[RECORDS FOR PROCESSING]
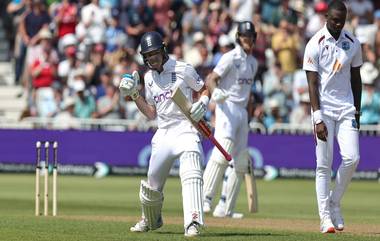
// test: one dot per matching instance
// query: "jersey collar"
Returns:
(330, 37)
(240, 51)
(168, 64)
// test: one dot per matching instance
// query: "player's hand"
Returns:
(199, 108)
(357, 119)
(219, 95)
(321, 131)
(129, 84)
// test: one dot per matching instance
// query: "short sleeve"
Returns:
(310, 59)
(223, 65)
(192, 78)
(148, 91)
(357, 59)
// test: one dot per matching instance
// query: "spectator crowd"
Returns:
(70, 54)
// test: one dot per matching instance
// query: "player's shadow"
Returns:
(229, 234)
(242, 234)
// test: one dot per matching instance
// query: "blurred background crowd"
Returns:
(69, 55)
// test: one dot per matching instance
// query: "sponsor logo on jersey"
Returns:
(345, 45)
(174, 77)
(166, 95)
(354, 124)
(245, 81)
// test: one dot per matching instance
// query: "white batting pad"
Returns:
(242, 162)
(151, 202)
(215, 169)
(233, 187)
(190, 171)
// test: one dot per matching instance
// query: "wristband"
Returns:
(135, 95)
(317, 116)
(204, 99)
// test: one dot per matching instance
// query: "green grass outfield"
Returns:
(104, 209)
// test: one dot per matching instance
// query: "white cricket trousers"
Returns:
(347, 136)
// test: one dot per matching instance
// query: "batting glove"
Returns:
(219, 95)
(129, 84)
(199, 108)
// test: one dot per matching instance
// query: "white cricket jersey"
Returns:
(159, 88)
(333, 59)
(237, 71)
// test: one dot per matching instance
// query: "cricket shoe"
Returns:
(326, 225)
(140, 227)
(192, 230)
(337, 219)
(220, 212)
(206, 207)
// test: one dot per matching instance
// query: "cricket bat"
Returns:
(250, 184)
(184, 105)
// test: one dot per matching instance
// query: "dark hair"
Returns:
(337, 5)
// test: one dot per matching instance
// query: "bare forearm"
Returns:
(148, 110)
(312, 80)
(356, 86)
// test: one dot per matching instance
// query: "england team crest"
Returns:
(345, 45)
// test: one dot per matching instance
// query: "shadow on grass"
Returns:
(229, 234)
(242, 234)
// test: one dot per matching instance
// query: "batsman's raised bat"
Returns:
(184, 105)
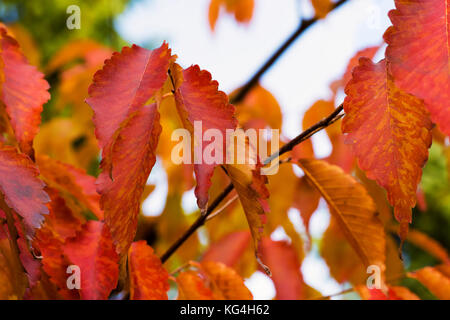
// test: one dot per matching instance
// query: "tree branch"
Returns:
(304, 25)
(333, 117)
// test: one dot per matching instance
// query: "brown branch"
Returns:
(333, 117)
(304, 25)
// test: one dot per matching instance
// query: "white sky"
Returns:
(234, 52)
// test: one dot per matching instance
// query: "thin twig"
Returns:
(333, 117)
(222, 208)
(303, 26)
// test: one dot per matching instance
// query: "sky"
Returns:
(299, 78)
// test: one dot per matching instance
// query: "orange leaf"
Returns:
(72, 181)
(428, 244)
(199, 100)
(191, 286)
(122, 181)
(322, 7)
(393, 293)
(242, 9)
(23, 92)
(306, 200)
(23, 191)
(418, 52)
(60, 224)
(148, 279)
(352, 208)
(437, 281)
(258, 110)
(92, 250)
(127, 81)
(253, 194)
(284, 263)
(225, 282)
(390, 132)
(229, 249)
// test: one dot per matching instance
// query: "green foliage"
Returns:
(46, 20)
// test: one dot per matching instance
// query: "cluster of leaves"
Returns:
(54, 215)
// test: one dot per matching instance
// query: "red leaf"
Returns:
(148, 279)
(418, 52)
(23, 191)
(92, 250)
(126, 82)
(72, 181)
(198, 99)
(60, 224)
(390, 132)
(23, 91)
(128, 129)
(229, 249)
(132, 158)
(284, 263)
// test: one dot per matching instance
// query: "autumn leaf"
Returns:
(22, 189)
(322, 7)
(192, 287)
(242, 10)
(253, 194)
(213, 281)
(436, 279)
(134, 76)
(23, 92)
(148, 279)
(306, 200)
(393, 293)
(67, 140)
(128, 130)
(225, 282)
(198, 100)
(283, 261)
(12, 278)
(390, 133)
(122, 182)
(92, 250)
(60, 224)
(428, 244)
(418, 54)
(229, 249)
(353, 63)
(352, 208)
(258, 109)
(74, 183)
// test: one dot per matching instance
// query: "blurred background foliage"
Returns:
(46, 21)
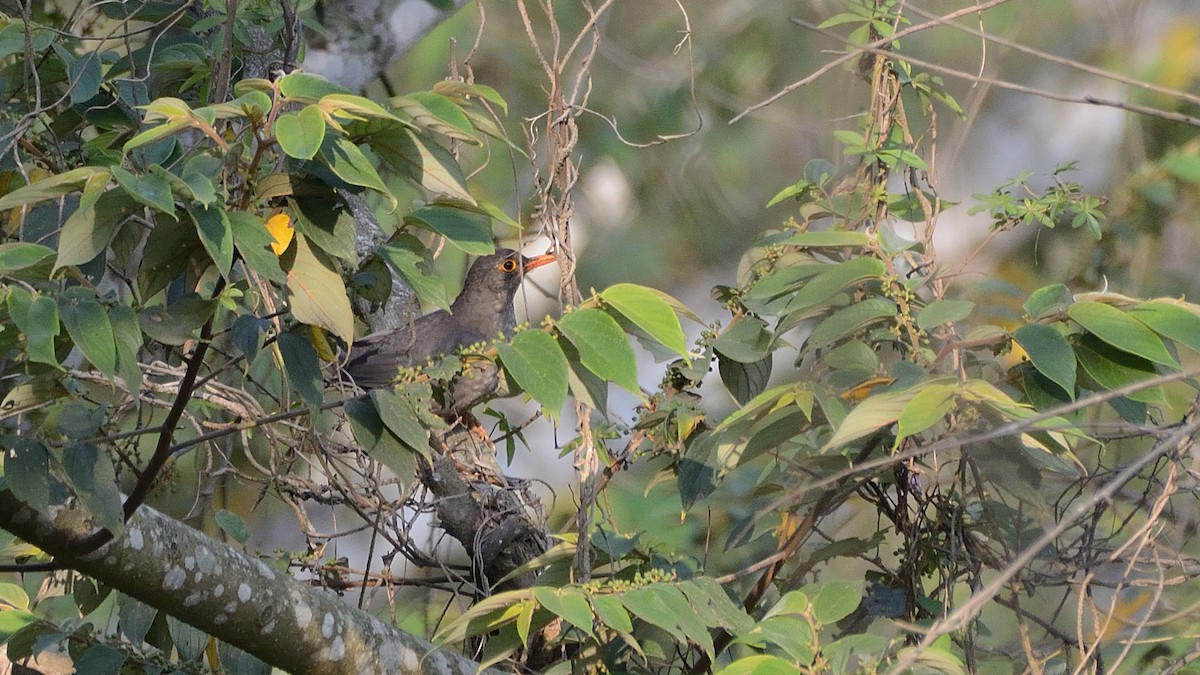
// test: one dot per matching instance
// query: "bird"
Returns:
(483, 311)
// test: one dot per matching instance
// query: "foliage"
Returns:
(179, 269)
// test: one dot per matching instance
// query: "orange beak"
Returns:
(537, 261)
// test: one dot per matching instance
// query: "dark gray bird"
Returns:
==
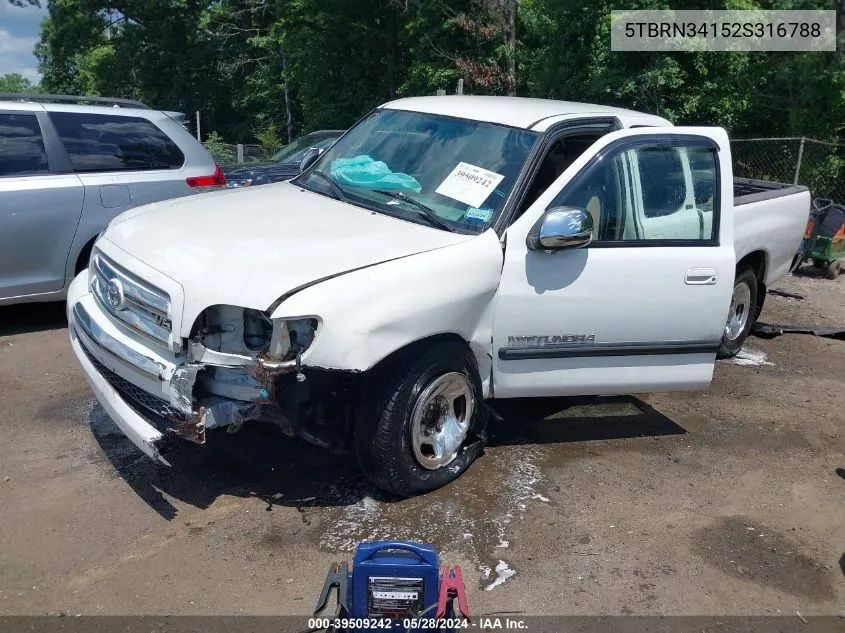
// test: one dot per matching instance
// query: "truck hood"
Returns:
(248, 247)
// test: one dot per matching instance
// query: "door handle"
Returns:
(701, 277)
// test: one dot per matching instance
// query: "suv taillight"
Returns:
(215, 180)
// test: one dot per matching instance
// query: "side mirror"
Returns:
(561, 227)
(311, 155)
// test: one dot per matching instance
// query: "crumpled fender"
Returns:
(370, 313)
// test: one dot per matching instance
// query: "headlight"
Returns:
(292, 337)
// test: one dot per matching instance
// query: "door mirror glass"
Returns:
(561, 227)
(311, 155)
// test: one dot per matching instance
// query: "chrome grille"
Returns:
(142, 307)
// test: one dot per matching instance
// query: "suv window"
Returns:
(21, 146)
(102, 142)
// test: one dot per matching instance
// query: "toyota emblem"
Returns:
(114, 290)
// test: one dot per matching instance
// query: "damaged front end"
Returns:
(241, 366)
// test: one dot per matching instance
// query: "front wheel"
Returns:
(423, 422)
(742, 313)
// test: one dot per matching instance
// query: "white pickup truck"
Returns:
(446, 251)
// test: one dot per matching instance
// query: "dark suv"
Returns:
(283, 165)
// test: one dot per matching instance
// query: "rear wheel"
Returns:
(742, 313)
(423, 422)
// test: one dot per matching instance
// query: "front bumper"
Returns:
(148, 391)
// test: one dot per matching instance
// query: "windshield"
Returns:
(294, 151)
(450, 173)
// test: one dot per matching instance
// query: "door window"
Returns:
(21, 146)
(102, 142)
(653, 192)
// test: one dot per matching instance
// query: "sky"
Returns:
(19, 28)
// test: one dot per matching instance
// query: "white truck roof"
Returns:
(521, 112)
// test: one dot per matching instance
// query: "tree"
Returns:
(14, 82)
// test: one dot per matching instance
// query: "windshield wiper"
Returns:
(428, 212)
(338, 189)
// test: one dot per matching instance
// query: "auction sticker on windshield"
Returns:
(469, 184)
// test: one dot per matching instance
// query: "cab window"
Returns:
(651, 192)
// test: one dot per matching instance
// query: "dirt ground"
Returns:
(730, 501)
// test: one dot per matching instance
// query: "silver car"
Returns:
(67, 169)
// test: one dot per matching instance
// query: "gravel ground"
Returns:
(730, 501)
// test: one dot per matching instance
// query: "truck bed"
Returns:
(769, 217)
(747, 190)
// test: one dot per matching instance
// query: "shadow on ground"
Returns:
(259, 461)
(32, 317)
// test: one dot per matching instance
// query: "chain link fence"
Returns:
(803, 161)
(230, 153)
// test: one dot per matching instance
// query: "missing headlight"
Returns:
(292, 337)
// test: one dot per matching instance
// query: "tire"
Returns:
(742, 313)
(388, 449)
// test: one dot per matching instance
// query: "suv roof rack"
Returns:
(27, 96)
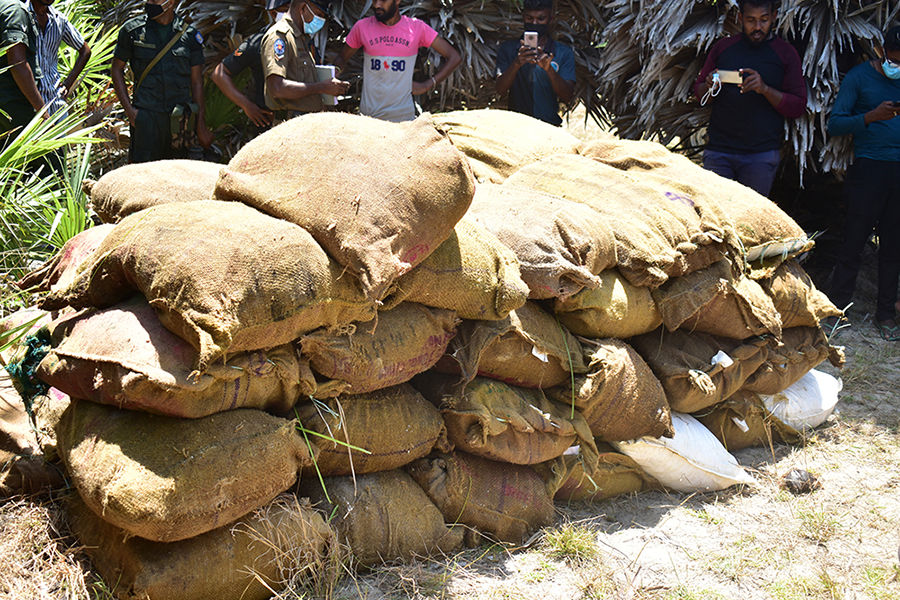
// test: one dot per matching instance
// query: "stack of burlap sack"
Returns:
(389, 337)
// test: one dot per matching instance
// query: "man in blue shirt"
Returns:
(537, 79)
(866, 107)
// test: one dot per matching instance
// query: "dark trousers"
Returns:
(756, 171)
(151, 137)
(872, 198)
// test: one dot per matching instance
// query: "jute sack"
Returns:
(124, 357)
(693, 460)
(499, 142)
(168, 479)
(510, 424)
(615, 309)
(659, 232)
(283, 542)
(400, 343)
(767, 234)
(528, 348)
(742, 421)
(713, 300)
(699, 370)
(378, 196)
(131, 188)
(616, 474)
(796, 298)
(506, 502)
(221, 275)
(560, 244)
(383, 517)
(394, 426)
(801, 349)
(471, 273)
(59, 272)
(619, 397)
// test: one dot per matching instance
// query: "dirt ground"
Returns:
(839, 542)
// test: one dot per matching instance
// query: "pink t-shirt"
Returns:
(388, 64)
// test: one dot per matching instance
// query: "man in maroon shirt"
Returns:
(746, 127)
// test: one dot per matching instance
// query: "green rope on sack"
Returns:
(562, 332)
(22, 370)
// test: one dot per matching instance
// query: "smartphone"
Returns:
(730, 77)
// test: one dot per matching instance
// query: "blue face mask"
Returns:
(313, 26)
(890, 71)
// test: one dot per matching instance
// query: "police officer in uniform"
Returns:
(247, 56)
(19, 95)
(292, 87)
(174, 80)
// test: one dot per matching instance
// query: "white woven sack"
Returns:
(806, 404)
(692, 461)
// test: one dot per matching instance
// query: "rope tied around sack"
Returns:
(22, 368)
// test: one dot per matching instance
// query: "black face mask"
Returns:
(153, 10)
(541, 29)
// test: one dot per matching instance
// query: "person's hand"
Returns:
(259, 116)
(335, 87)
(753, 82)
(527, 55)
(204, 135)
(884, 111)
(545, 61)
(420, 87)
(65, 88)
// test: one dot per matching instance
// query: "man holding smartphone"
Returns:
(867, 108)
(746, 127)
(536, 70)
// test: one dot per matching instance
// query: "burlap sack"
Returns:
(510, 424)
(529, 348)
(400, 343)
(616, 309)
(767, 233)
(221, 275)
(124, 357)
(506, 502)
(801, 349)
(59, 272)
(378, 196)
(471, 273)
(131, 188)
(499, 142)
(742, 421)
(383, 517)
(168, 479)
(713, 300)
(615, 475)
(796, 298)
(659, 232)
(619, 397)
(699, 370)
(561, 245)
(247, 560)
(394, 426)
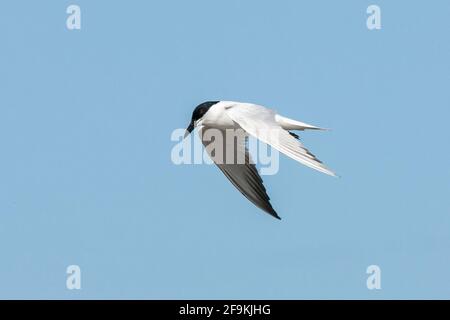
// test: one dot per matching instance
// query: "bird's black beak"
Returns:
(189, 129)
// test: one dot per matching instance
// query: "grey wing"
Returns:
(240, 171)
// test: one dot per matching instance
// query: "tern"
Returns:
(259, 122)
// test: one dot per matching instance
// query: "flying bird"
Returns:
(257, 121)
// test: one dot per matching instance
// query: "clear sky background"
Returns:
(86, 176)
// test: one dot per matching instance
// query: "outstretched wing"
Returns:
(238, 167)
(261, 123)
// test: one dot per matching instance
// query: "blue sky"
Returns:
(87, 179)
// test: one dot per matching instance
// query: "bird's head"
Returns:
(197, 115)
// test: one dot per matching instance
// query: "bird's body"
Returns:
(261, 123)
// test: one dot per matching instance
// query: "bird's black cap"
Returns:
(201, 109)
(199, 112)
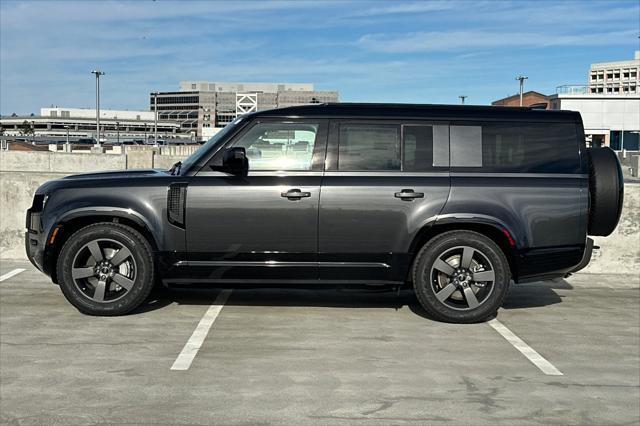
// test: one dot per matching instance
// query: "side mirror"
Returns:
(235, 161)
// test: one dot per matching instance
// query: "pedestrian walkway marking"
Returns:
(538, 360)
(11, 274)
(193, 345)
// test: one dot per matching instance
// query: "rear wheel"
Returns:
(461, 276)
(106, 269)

[PROMPT] Each line holding the string "windshield" counts once. Work out the number of such lines in the data and give only that.

[FINISHED EXERCISE] 3